START PAGE EXCERPT
JACKSONVILLE, Fla. – The Mayport-based patrol ship USS Tornado is returned to base Tuesday morning after a three-month deployment -- its second during the pandemic.
The USS Tornado, with 40 men and women aboard, had been in the Caribbean and Eastern Pacific, working to stop drug trafficking since Aug. 13.
Ready for action!!! The Cyclone-class coastal patrol ship USS Tornado (PC 14) conducts a man overboard drill Sept. 16,...Posted by U.S. Naval Forces Southern Command & U.S. 4th Fleet on Friday, September 18, 2020
During deployment, the crew captured more than $50 million worth of cocaine and its smugglers.
“I can’t speak to the number of the detainees at this time because it’s an ongoing case, but it’s a pretty cool accomplishment to get that amount of drugs off the street and stop that from entering,” USS Tornado Lieutenant Commander Graham Vanhook said.
The ship also became the first Navy patrol ship to travel through South American waters in more than 20 years.
“It was pretty neat for a ship this size and this class,” Lt. Cmdr. Vanhook said.
END PAGE EXCERPT
START DATA UNDER STUDY
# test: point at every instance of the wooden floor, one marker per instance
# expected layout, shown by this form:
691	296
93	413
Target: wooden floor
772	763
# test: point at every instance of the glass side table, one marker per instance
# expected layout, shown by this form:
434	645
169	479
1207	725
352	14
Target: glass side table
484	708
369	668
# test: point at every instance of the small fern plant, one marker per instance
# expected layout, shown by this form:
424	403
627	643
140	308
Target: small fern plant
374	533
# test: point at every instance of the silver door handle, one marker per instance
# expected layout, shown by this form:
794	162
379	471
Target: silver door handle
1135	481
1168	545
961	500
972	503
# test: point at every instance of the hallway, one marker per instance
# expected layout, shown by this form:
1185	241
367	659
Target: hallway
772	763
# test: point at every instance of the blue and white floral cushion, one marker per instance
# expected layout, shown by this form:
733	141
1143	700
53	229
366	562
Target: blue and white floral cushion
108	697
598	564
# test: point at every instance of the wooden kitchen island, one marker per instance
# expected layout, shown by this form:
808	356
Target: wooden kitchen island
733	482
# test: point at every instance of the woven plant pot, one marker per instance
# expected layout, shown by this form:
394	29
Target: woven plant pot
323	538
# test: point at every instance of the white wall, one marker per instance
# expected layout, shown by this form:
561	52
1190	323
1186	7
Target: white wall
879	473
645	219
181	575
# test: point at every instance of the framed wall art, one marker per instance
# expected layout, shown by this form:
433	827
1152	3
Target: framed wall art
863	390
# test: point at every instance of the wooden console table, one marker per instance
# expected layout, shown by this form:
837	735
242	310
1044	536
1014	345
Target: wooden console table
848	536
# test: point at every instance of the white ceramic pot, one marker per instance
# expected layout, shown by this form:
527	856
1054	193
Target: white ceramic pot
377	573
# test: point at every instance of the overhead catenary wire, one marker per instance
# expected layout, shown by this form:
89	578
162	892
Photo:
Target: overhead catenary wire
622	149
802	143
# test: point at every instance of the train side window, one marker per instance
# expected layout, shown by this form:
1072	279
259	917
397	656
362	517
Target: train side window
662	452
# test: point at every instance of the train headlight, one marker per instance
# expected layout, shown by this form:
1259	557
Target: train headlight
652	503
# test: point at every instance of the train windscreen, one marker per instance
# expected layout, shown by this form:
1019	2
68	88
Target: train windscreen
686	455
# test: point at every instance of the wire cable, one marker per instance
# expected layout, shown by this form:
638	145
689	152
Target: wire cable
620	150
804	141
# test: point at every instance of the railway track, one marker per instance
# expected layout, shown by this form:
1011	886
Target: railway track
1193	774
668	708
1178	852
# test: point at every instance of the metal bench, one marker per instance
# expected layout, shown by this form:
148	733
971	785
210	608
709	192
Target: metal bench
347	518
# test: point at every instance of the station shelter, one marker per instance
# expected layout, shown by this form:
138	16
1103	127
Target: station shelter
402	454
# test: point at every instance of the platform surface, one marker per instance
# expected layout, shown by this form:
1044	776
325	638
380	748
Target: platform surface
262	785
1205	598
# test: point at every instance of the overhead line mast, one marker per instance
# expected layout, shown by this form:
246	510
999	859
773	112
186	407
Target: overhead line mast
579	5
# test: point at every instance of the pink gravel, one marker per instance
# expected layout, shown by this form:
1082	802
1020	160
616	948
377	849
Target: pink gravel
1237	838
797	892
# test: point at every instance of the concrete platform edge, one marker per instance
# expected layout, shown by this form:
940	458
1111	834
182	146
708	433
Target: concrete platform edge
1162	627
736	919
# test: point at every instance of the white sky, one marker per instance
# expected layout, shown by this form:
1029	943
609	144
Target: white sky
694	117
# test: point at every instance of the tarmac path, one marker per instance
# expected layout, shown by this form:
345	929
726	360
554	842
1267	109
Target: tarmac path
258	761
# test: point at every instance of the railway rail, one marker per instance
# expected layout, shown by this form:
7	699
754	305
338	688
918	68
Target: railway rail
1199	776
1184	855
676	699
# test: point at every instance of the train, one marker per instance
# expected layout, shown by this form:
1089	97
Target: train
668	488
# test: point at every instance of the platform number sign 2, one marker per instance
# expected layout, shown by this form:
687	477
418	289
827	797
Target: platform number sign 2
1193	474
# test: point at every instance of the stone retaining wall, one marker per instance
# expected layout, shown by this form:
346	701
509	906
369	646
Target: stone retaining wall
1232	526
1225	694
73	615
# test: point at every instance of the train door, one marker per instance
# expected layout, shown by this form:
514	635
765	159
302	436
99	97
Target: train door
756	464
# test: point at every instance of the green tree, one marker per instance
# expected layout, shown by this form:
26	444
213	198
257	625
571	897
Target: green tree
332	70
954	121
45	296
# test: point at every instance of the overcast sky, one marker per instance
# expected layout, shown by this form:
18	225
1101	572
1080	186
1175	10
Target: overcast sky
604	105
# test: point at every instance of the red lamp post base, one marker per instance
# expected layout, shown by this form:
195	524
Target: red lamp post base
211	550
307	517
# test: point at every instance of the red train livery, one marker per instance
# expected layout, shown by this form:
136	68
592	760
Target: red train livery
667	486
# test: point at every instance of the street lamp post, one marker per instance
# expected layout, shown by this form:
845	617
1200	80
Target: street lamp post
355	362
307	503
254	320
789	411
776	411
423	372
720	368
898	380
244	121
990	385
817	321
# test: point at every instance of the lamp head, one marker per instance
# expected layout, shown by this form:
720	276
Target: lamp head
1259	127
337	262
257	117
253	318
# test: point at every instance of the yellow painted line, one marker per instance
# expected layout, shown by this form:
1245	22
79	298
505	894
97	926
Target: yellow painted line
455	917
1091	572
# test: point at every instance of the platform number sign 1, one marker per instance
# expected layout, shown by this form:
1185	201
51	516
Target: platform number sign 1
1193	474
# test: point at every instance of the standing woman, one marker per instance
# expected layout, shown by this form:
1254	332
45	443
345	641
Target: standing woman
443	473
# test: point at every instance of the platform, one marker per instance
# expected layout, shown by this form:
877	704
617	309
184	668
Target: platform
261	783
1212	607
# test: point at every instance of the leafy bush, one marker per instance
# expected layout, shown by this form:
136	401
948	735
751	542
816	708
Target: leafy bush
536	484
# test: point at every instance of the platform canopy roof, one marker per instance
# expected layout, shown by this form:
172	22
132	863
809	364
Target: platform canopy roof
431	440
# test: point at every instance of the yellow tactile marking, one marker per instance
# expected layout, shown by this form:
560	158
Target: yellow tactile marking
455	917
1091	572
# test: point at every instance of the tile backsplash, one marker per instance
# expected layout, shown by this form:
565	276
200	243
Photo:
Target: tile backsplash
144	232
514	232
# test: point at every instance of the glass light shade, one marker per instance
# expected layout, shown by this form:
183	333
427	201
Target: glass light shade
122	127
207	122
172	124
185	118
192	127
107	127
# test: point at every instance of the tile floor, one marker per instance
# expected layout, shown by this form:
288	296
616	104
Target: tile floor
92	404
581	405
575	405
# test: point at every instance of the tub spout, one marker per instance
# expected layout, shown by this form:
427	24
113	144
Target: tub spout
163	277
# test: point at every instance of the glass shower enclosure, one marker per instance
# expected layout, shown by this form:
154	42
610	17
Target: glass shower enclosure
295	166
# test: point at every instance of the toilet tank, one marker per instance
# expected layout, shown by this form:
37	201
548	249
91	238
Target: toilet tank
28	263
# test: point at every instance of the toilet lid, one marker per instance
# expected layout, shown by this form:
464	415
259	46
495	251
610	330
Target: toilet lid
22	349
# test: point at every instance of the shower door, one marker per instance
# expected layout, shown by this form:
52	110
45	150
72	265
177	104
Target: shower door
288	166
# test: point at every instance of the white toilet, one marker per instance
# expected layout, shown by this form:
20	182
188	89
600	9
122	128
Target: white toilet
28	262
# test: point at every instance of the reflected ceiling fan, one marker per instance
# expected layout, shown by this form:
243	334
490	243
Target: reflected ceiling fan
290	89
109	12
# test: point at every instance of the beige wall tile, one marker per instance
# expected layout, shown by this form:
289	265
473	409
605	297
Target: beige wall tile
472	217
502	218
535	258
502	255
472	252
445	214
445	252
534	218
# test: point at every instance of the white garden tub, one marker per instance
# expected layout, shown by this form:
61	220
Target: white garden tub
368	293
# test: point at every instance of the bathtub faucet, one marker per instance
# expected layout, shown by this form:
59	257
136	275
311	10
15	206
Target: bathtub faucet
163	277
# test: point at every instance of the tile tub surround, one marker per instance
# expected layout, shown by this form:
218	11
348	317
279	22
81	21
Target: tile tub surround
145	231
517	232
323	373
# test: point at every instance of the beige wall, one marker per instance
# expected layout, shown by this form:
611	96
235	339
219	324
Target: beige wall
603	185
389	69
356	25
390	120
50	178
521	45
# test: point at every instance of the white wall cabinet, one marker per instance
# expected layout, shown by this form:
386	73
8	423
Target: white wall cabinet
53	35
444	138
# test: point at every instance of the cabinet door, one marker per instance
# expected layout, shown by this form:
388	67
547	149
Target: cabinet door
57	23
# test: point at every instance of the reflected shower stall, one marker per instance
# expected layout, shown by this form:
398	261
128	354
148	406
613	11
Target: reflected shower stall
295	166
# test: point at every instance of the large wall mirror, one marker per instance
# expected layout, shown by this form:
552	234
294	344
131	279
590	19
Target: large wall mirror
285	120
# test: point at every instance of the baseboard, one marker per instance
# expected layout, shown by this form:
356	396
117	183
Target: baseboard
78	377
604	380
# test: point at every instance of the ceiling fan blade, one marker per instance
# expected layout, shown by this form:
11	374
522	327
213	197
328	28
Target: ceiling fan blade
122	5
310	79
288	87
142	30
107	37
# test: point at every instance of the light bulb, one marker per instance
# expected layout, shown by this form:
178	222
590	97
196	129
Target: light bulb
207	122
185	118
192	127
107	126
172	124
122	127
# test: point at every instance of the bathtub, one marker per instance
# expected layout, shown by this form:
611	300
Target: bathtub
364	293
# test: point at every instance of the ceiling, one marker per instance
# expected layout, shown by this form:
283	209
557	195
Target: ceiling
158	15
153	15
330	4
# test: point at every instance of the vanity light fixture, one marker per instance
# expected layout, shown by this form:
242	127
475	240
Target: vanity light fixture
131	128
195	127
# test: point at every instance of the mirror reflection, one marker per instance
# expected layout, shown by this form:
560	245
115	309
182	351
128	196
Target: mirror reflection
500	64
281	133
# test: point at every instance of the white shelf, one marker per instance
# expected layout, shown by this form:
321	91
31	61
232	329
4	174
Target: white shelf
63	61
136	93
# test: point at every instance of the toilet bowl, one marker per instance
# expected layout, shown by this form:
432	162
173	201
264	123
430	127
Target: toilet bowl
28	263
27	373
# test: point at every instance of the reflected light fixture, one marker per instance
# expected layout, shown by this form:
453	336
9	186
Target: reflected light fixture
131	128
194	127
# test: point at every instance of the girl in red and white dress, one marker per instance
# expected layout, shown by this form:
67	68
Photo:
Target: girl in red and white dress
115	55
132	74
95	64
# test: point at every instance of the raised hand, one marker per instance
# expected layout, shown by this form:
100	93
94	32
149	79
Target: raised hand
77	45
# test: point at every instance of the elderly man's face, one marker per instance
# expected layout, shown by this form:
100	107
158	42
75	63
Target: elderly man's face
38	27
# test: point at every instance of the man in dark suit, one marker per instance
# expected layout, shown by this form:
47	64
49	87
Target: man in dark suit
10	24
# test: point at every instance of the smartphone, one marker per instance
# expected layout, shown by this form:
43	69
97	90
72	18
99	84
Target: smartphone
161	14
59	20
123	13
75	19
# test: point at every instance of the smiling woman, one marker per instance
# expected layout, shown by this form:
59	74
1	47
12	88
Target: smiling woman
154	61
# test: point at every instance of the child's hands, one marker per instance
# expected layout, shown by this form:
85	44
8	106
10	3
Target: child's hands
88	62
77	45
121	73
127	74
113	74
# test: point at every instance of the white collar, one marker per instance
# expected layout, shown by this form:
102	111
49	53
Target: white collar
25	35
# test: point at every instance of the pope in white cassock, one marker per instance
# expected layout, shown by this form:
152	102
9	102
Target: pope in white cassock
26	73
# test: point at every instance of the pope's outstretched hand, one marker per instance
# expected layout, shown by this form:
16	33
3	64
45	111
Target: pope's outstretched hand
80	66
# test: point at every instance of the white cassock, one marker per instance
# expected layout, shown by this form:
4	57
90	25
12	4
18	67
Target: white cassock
END DATA UNDER STUDY
### [TASK INSTRUCTIONS]
- 1) According to the USS Tornado article, what was the value of the cocaine the crew captured during the deployment?
- 2) Continue the news article about the USS Tornado's return to Mayport, starting after its final quoted sentence.

### [RESPONSES BY ITEM NUMBER]
- 1) More than $50 million.

- 2)
The Tornado’s deployment also marked another noteworthy record; It was the first time all three of Mayport’s coast patrol ships were deployed at the same time.
Making the occasion more special, this mission will be among the USS Tornado’s last. The ship is to be decommissioned in March 2021.
“This whole class is the best. It gives an opportunity for sailors to cross rate and get experience they normally wouldn’t have on a bigger ship. No matter how many days we have left, we’re going to soak it up and try to get the most out of it at all times,” he said.
However, Lt. Cmdr. Vanhook is happy to be back on land with his family.
“Daddy’s home! Daddy’s home!" his son said excitedly as his father approached.
In addition to Tornado’s homecoming, Tuesday also marked the Navy’s 245th birthday.